## Prompt:
Turn each line of the entries below into a row of a Markdown table with the columns No. and Line, numbering the rows in order and leaving out blank lines.

Stored data
——

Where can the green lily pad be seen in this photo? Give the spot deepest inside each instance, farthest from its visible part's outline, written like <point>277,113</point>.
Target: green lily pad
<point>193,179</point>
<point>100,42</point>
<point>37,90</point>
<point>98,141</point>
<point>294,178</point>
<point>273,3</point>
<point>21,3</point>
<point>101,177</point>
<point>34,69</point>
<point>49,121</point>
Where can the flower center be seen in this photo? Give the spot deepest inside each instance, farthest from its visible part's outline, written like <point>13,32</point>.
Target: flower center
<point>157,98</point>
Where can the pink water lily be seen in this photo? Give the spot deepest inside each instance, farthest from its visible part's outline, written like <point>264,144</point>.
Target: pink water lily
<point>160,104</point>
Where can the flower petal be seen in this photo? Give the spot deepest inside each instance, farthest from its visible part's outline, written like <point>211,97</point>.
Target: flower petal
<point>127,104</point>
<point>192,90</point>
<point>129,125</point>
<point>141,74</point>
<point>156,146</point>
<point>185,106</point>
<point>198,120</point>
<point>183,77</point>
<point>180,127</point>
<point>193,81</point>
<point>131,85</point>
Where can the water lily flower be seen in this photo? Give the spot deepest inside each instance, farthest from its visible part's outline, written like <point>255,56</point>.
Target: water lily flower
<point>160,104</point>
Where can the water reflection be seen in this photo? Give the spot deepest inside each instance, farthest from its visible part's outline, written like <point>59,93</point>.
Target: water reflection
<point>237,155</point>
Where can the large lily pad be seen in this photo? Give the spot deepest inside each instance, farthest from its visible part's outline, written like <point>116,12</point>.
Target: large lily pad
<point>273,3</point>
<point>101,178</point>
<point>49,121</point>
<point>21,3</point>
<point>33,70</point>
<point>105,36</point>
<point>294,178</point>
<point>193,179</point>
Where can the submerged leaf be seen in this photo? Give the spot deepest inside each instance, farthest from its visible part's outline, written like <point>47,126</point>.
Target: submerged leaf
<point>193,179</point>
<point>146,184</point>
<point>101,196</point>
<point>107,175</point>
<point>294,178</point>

——

## Response to the exercise:
| No. | Line |
|---|---|
| 1 | Where can the green lily pad be seen in this photo? Give the spot deepest inside each instance, farthest from its visible part's outline, written like <point>277,113</point>. |
| 2 | Target: green lily pad |
| 3 | <point>193,179</point> |
| 4 | <point>100,42</point> |
| 5 | <point>37,90</point> |
| 6 | <point>98,141</point> |
| 7 | <point>294,178</point> |
| 8 | <point>273,3</point> |
| 9 | <point>21,3</point> |
| 10 | <point>101,177</point> |
| 11 | <point>34,69</point> |
| 12 | <point>49,121</point> |
| 13 | Where can the flower center be seen in this photo? Give the spot deepest inside each instance, farthest from its visible part's outline, written like <point>13,32</point>. |
| 14 | Target: flower center |
| 15 | <point>157,98</point> |
| 16 | Where can the pink water lily be seen in this photo? Give the spot deepest inside each instance, farthest from its visible part's outline, written like <point>264,144</point>. |
| 17 | Target: pink water lily |
| 18 | <point>160,104</point> |
| 19 | Where can the flower petal be seen in this photo? Give the spot deepest inside each instance, farthest from its visible part's outline, written like <point>211,97</point>. |
| 20 | Target: flower petal |
| 21 | <point>127,104</point> |
| 22 | <point>192,90</point> |
| 23 | <point>129,125</point> |
| 24 | <point>141,74</point> |
| 25 | <point>156,146</point> |
| 26 | <point>185,106</point> |
| 27 | <point>198,120</point> |
| 28 | <point>183,77</point> |
| 29 | <point>180,127</point> |
| 30 | <point>193,81</point> |
| 31 | <point>131,85</point> |
| 32 | Where can the water lily flower be seen in this photo? Give the spot deepest inside each instance, farthest from its visible part's outline, written like <point>255,56</point>. |
| 33 | Target: water lily flower |
| 34 | <point>160,104</point> |
| 35 | Where can the water reflection be seen in this photo? Give the spot deepest inside each instance, farthest from its visible part's outline, written like <point>59,93</point>. |
| 36 | Target: water reflection |
| 37 | <point>237,155</point> |
| 38 | Where can the large lily pad be seen in this photo? Give the spot deepest inside each instance, farthest from its visible part's outline, written like <point>116,12</point>. |
| 39 | Target: large lily pad |
| 40 | <point>273,3</point> |
| 41 | <point>101,178</point> |
| 42 | <point>49,121</point> |
| 43 | <point>21,3</point> |
| 44 | <point>33,70</point> |
| 45 | <point>105,36</point> |
| 46 | <point>294,178</point> |
| 47 | <point>193,179</point> |
| 48 | Where can the submerged leaf be seen in this photo? Give the spot deepest inside each instance, farthest from its visible part's outline, written like <point>47,126</point>. |
| 49 | Target: submerged leaf |
| 50 | <point>193,179</point> |
| 51 | <point>146,184</point> |
| 52 | <point>101,196</point> |
| 53 | <point>107,175</point> |
| 54 | <point>294,178</point> |